====== TASK INPUT
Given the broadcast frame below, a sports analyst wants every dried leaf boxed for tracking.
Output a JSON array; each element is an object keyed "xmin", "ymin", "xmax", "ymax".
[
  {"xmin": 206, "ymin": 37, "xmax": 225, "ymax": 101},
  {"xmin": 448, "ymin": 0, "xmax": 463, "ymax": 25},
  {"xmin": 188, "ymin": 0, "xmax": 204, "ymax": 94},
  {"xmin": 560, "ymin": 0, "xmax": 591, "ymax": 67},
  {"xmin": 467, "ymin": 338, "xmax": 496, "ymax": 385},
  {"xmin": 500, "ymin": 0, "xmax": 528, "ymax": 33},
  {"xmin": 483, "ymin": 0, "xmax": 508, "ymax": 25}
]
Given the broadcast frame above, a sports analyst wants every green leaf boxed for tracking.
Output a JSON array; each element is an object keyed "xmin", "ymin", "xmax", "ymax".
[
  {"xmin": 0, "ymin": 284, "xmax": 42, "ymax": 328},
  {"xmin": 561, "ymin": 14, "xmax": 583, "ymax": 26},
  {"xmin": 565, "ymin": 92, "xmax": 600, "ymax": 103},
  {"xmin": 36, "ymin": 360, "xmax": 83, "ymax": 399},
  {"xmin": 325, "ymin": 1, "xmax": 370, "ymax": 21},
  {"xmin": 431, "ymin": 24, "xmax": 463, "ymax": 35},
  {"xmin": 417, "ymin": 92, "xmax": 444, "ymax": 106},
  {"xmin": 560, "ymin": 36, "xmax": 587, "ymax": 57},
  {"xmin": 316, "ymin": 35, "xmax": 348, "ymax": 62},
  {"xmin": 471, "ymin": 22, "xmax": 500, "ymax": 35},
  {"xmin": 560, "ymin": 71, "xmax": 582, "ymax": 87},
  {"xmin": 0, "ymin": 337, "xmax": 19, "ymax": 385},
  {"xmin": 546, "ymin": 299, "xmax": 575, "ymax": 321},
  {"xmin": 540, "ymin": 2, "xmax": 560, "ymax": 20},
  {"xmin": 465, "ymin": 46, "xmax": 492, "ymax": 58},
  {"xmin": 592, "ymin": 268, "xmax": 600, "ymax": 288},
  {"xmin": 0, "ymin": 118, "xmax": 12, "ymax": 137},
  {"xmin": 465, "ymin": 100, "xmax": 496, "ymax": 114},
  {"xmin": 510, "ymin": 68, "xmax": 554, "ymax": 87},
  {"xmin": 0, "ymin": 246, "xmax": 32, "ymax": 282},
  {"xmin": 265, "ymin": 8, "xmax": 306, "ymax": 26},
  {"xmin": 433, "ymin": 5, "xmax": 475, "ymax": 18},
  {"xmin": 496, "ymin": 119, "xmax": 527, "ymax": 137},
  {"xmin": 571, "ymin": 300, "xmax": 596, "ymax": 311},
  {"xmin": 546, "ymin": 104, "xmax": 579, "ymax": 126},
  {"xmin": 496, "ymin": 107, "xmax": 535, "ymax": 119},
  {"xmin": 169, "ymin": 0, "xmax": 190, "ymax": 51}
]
============
→ STATED TASK: Rewrite all the records above, changing each "sports analyst" to "field researcher" and leaving everything else the same.

→ FULL RESPONSE:
Given the broadcast frame below, a field researcher wants every dried leaf boxed for tracking.
Output a JSON array; each element is an object keyed "xmin", "ymin", "xmax", "ymax".
[
  {"xmin": 206, "ymin": 37, "xmax": 225, "ymax": 101},
  {"xmin": 448, "ymin": 0, "xmax": 463, "ymax": 25},
  {"xmin": 188, "ymin": 0, "xmax": 204, "ymax": 94},
  {"xmin": 560, "ymin": 0, "xmax": 591, "ymax": 67},
  {"xmin": 467, "ymin": 338, "xmax": 496, "ymax": 385},
  {"xmin": 500, "ymin": 0, "xmax": 528, "ymax": 33},
  {"xmin": 483, "ymin": 0, "xmax": 508, "ymax": 25}
]
Given the broadcast frame above, a field researcher wants every green leaf boxed for tracking.
Output a JSON array; each element is an object keyed "xmin", "ymin", "xmax", "ymax".
[
  {"xmin": 0, "ymin": 284, "xmax": 42, "ymax": 328},
  {"xmin": 561, "ymin": 14, "xmax": 583, "ymax": 26},
  {"xmin": 565, "ymin": 92, "xmax": 600, "ymax": 103},
  {"xmin": 36, "ymin": 360, "xmax": 83, "ymax": 399},
  {"xmin": 325, "ymin": 1, "xmax": 370, "ymax": 21},
  {"xmin": 431, "ymin": 24, "xmax": 463, "ymax": 35},
  {"xmin": 417, "ymin": 92, "xmax": 444, "ymax": 106},
  {"xmin": 560, "ymin": 36, "xmax": 587, "ymax": 57},
  {"xmin": 316, "ymin": 35, "xmax": 348, "ymax": 62},
  {"xmin": 471, "ymin": 22, "xmax": 500, "ymax": 35},
  {"xmin": 560, "ymin": 71, "xmax": 582, "ymax": 87},
  {"xmin": 0, "ymin": 337, "xmax": 19, "ymax": 385},
  {"xmin": 546, "ymin": 299, "xmax": 575, "ymax": 321},
  {"xmin": 540, "ymin": 2, "xmax": 560, "ymax": 20},
  {"xmin": 465, "ymin": 46, "xmax": 492, "ymax": 58},
  {"xmin": 592, "ymin": 268, "xmax": 600, "ymax": 288},
  {"xmin": 0, "ymin": 118, "xmax": 12, "ymax": 137},
  {"xmin": 465, "ymin": 100, "xmax": 496, "ymax": 114},
  {"xmin": 510, "ymin": 68, "xmax": 554, "ymax": 87},
  {"xmin": 0, "ymin": 246, "xmax": 32, "ymax": 282},
  {"xmin": 265, "ymin": 8, "xmax": 306, "ymax": 26},
  {"xmin": 433, "ymin": 5, "xmax": 475, "ymax": 18},
  {"xmin": 496, "ymin": 119, "xmax": 527, "ymax": 137},
  {"xmin": 571, "ymin": 300, "xmax": 596, "ymax": 311},
  {"xmin": 546, "ymin": 104, "xmax": 579, "ymax": 126},
  {"xmin": 496, "ymin": 107, "xmax": 535, "ymax": 119},
  {"xmin": 169, "ymin": 0, "xmax": 190, "ymax": 51}
]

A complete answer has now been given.